▸ **What the exercise asks**
Starting at the line containing "Query: white sock" and ending at the last of the rows below, give those lines as a numbered list, leaving out any blank lines.

Rows from a dataset
● ● ● ●

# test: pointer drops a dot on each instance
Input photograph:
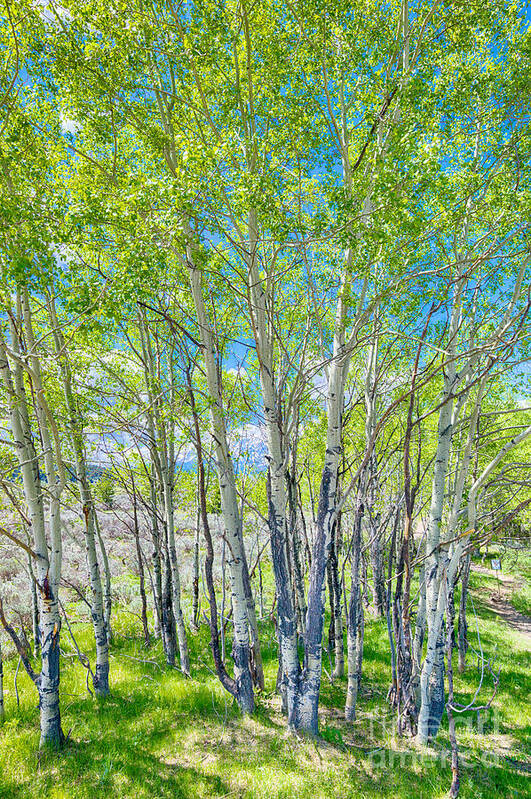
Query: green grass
(162, 736)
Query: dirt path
(501, 605)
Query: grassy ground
(160, 735)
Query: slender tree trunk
(229, 502)
(75, 429)
(107, 585)
(34, 610)
(354, 613)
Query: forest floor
(160, 735)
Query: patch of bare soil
(500, 602)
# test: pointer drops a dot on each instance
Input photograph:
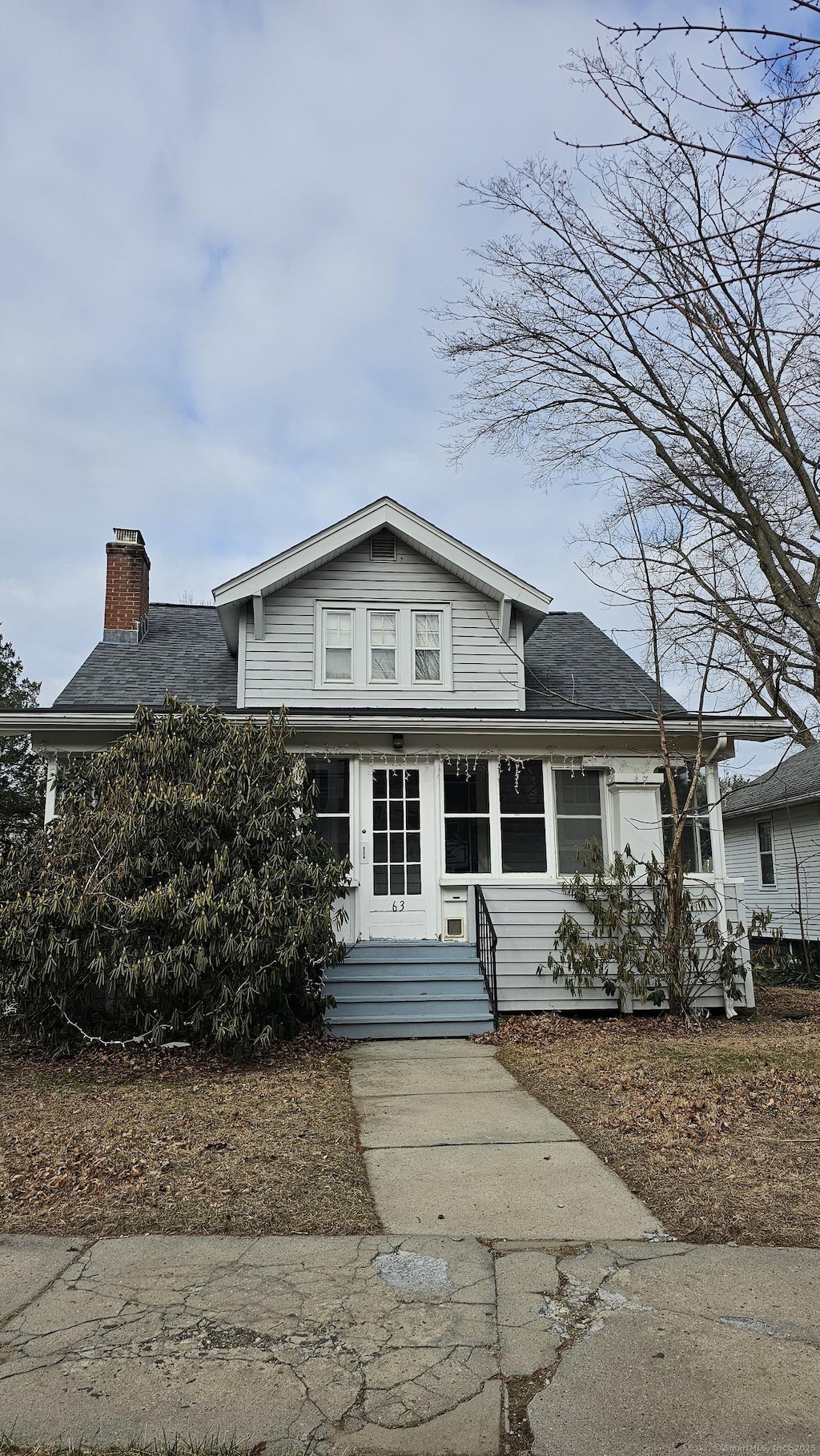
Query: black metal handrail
(485, 943)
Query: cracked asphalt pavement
(426, 1345)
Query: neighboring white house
(772, 843)
(468, 742)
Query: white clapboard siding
(526, 918)
(797, 843)
(281, 667)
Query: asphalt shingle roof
(795, 778)
(184, 653)
(574, 670)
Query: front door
(398, 879)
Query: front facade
(462, 733)
(772, 843)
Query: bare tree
(654, 320)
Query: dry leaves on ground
(715, 1128)
(179, 1142)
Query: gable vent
(384, 546)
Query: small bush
(181, 893)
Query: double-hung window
(766, 852)
(697, 840)
(578, 818)
(337, 646)
(523, 831)
(384, 631)
(331, 804)
(427, 647)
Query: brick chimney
(126, 587)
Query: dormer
(380, 610)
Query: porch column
(50, 788)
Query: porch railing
(485, 943)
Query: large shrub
(181, 893)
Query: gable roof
(456, 558)
(793, 781)
(574, 670)
(183, 651)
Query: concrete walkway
(453, 1144)
(412, 1347)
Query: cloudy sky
(223, 222)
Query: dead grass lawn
(717, 1130)
(181, 1144)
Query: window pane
(338, 664)
(521, 786)
(338, 629)
(384, 664)
(466, 847)
(523, 847)
(466, 790)
(427, 629)
(384, 628)
(331, 778)
(427, 647)
(573, 836)
(577, 792)
(427, 667)
(337, 831)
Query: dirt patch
(178, 1142)
(715, 1128)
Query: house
(468, 743)
(772, 843)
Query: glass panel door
(400, 884)
(396, 831)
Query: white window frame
(766, 818)
(385, 682)
(340, 683)
(427, 682)
(361, 683)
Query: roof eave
(312, 553)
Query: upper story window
(427, 647)
(384, 646)
(389, 648)
(766, 852)
(697, 842)
(578, 818)
(338, 644)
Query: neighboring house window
(331, 778)
(697, 843)
(384, 646)
(427, 647)
(766, 852)
(523, 833)
(578, 818)
(338, 647)
(466, 818)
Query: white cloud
(223, 223)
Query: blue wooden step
(408, 989)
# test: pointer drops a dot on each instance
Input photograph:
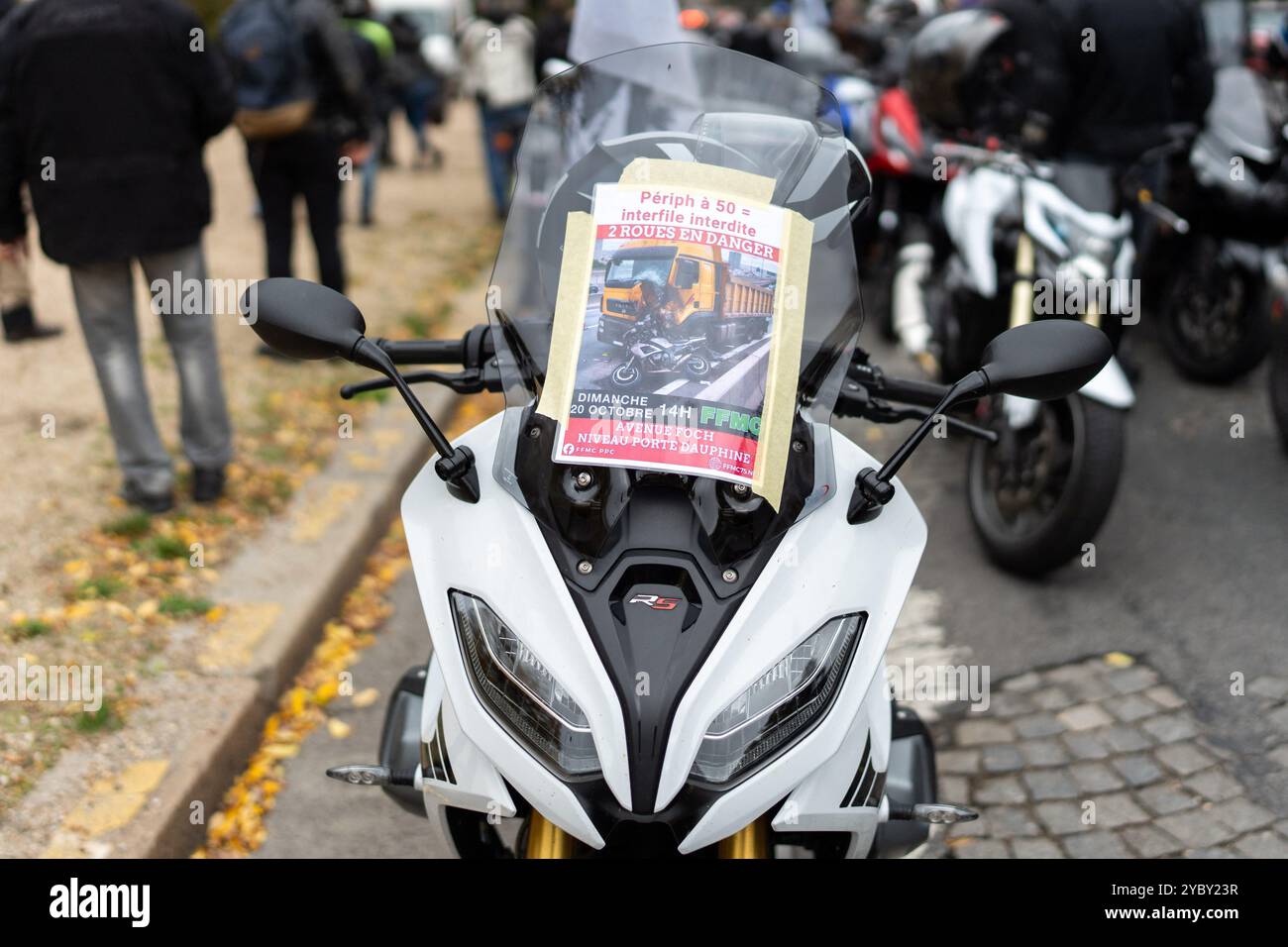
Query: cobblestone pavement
(1102, 759)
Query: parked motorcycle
(653, 352)
(644, 664)
(1229, 270)
(1029, 240)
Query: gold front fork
(748, 841)
(546, 839)
(1021, 294)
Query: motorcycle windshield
(682, 103)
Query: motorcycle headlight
(781, 706)
(519, 692)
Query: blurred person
(497, 56)
(554, 30)
(104, 110)
(603, 27)
(1147, 73)
(1042, 89)
(374, 46)
(16, 313)
(301, 110)
(1149, 69)
(416, 86)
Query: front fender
(1111, 386)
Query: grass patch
(106, 718)
(183, 607)
(168, 548)
(415, 322)
(103, 586)
(130, 525)
(30, 628)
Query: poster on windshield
(678, 342)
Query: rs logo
(657, 602)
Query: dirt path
(85, 581)
(55, 487)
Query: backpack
(265, 44)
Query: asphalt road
(317, 817)
(1190, 575)
(1192, 567)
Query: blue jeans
(104, 302)
(501, 131)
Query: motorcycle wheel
(1216, 326)
(1279, 385)
(697, 367)
(1035, 514)
(626, 375)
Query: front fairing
(558, 552)
(820, 569)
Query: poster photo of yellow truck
(679, 318)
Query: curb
(154, 787)
(213, 757)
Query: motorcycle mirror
(1044, 360)
(303, 320)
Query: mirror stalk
(872, 488)
(455, 466)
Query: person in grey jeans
(104, 110)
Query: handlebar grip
(424, 351)
(923, 393)
(471, 351)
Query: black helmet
(944, 60)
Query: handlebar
(472, 350)
(909, 390)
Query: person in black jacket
(104, 108)
(16, 315)
(1134, 68)
(307, 162)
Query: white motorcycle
(1029, 241)
(643, 664)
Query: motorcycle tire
(697, 368)
(1216, 326)
(1093, 437)
(626, 375)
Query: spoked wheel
(1041, 492)
(1218, 322)
(626, 375)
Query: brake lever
(889, 414)
(468, 381)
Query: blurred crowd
(106, 107)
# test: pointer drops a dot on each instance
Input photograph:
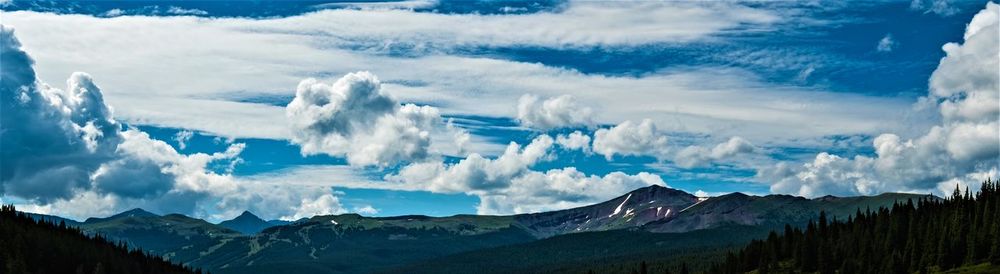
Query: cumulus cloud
(507, 184)
(886, 44)
(939, 7)
(64, 153)
(52, 139)
(182, 137)
(323, 205)
(574, 141)
(629, 138)
(156, 89)
(355, 118)
(962, 150)
(696, 156)
(556, 112)
(365, 210)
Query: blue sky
(795, 98)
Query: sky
(291, 109)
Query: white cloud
(354, 118)
(182, 137)
(323, 205)
(64, 153)
(555, 112)
(940, 7)
(151, 82)
(628, 138)
(886, 44)
(964, 149)
(508, 185)
(366, 210)
(575, 141)
(182, 11)
(696, 156)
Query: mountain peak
(135, 212)
(246, 223)
(247, 214)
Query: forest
(39, 247)
(925, 236)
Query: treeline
(912, 237)
(37, 246)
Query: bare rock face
(631, 210)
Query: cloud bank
(64, 151)
(961, 151)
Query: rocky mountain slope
(351, 243)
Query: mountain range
(650, 220)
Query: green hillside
(32, 246)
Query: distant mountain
(279, 222)
(351, 243)
(30, 246)
(247, 223)
(633, 209)
(742, 209)
(52, 219)
(698, 235)
(177, 237)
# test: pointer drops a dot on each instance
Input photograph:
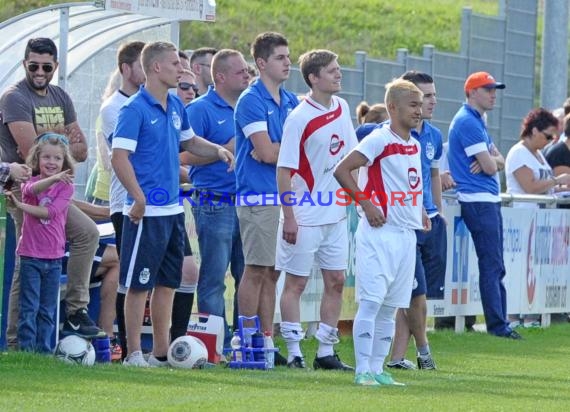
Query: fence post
(554, 61)
(360, 63)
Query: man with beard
(31, 107)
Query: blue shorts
(152, 252)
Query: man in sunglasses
(201, 64)
(28, 108)
(187, 87)
(474, 162)
(212, 116)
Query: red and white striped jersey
(392, 178)
(315, 139)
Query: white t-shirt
(392, 178)
(315, 139)
(520, 156)
(109, 113)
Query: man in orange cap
(474, 162)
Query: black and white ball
(75, 350)
(187, 352)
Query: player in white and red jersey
(317, 135)
(385, 237)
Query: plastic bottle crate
(246, 352)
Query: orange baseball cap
(482, 79)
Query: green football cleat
(386, 379)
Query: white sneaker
(136, 359)
(155, 363)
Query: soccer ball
(187, 352)
(75, 350)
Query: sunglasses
(187, 86)
(46, 67)
(548, 136)
(52, 138)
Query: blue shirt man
(257, 110)
(140, 120)
(217, 225)
(150, 128)
(259, 116)
(474, 163)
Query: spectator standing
(259, 116)
(150, 129)
(217, 225)
(187, 87)
(201, 65)
(474, 163)
(132, 77)
(31, 107)
(45, 200)
(368, 118)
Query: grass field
(477, 372)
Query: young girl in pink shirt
(45, 201)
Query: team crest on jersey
(430, 151)
(45, 202)
(144, 276)
(336, 144)
(413, 177)
(176, 121)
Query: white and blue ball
(75, 350)
(187, 352)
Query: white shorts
(327, 243)
(385, 264)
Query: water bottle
(257, 342)
(269, 355)
(102, 349)
(235, 344)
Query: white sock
(327, 337)
(363, 334)
(384, 328)
(292, 333)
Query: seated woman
(528, 172)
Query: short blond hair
(399, 88)
(153, 52)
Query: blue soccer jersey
(256, 111)
(153, 135)
(467, 137)
(432, 148)
(212, 118)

● ● ● ●

▸ **The output**
1. Query: white sock
2. (327, 337)
3. (363, 334)
4. (384, 328)
5. (292, 333)
6. Query: seated woman
7. (528, 172)
8. Query: short blond hair
9. (399, 88)
10. (153, 52)
11. Query: blue soccer jersey
12. (256, 111)
13. (153, 135)
14. (467, 137)
15. (432, 148)
16. (212, 118)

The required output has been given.